* **What you need to do**: Please tally how many of the lines below contain the word "field", and reply with that number alone.

Start Rows

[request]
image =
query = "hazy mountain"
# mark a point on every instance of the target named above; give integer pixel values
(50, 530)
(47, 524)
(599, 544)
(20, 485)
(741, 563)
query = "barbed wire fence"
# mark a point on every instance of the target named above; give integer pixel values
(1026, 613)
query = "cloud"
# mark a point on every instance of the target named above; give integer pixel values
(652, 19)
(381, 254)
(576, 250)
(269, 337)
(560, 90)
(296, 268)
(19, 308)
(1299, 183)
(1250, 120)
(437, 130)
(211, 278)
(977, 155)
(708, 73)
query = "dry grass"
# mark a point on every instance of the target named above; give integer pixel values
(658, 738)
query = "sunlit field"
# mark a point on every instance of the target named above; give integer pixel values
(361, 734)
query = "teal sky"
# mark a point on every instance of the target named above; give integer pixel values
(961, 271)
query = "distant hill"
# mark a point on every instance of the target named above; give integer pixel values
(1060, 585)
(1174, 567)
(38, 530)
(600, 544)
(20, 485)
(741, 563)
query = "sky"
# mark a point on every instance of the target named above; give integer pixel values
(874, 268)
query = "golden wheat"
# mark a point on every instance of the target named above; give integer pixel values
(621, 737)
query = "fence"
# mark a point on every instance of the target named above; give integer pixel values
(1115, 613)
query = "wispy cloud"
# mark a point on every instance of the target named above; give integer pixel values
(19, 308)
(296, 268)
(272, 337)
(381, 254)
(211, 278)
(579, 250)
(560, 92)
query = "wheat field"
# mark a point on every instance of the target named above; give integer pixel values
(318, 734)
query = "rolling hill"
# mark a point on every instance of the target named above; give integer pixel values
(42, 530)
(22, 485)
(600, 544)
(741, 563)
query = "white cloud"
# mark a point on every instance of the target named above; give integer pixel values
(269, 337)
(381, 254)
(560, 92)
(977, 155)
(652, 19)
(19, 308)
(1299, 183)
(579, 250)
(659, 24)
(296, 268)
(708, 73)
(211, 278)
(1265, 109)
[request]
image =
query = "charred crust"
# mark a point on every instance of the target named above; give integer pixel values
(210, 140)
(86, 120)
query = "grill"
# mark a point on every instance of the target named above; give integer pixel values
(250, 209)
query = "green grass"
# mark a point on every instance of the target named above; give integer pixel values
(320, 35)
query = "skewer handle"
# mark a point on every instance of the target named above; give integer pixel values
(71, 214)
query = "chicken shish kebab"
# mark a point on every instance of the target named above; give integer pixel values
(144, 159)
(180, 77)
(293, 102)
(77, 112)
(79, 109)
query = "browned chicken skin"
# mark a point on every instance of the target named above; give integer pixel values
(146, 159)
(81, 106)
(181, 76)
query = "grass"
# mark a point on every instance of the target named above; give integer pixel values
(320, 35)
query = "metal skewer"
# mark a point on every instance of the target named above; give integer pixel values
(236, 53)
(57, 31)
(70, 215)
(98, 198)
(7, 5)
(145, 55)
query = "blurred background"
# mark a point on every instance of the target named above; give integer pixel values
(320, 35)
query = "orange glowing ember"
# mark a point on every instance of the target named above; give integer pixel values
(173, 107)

End Rows
Start Rows

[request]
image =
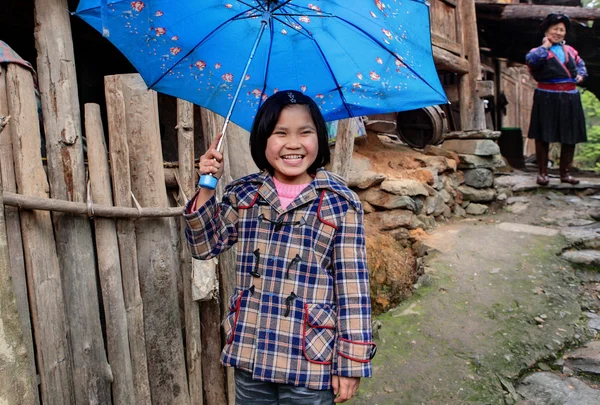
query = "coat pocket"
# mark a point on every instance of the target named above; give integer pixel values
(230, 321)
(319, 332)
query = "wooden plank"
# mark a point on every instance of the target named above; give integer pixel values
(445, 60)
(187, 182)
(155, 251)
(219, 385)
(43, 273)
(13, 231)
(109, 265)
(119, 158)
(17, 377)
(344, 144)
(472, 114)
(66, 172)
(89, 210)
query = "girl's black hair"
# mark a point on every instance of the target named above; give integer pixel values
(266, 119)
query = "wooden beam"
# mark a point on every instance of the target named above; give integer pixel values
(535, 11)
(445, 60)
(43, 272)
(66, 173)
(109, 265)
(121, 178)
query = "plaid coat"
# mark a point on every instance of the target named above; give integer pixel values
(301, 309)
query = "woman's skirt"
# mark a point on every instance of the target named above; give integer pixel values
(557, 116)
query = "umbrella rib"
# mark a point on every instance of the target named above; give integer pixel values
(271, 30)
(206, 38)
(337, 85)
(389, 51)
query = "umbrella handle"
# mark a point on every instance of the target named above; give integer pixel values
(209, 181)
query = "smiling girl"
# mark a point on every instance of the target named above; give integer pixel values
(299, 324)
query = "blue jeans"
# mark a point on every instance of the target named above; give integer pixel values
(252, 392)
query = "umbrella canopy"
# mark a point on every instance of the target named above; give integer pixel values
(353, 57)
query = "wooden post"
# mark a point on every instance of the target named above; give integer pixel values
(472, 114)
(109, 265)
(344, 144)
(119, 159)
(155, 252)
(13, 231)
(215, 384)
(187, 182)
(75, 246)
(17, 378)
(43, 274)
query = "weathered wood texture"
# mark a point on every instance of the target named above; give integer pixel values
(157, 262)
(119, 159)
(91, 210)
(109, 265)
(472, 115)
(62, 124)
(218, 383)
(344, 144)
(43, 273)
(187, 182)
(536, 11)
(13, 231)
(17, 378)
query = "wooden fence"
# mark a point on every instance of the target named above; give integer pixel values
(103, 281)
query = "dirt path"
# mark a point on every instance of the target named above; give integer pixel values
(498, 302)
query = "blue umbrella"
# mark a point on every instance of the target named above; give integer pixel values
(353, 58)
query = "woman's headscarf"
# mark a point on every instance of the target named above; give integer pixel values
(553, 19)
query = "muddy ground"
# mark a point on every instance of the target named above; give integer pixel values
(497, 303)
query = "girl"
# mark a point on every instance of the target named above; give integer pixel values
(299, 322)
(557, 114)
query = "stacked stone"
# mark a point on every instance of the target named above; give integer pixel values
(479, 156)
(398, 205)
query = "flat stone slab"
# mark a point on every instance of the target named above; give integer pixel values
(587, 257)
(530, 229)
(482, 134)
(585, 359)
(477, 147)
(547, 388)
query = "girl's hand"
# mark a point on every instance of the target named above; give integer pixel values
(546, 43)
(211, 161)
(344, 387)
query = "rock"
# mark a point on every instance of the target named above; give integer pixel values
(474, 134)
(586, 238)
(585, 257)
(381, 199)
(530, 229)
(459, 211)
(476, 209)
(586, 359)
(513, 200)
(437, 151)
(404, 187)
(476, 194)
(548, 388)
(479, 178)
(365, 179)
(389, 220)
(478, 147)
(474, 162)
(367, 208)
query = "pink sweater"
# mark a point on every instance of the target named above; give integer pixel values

End Rows

* **Answer to this exercise**: 2